Copy out the records precisely, omitting pictures.

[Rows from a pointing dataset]
↓
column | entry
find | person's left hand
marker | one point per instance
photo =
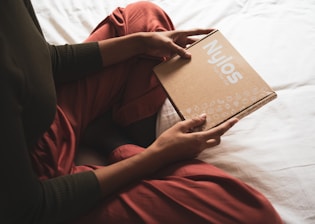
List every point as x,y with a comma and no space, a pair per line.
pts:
167,43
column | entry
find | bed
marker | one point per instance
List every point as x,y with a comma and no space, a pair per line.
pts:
272,149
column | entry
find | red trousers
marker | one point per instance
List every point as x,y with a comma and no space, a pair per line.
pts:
185,192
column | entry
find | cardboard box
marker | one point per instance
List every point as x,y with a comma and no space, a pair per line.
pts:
217,81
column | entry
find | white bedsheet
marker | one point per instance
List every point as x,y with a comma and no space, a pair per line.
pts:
272,149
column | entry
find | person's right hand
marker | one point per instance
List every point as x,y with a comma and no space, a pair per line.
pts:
↑
[Solved exercise]
column | entry
find | person's left hand
marker | one point per instance
photo =
List every point as x,y with a comma and no space, a pair per line.
pts:
167,43
column | entry
find | bed
marker | one point per instance
List every point as x,y with a comma and no space, a pair per line.
pts:
272,149
column | entry
find | red trousers
marker | one point per instance
List every point as x,y with a comma and no space, a pair per line.
pts:
185,192
column | entry
find | cardboard box
marker | one point per instance
List every point as x,y with a comma and no space, a pair per line.
pts:
217,81
column | entry
find | white bedsheet
marker | one point per instance
List every point as x,y with a comma and no space, a pair per line.
pts:
272,149
column | entry
find | person's right hand
marker | one point per instance
List every point as x,y with a comma and no space, a pair per line.
pts:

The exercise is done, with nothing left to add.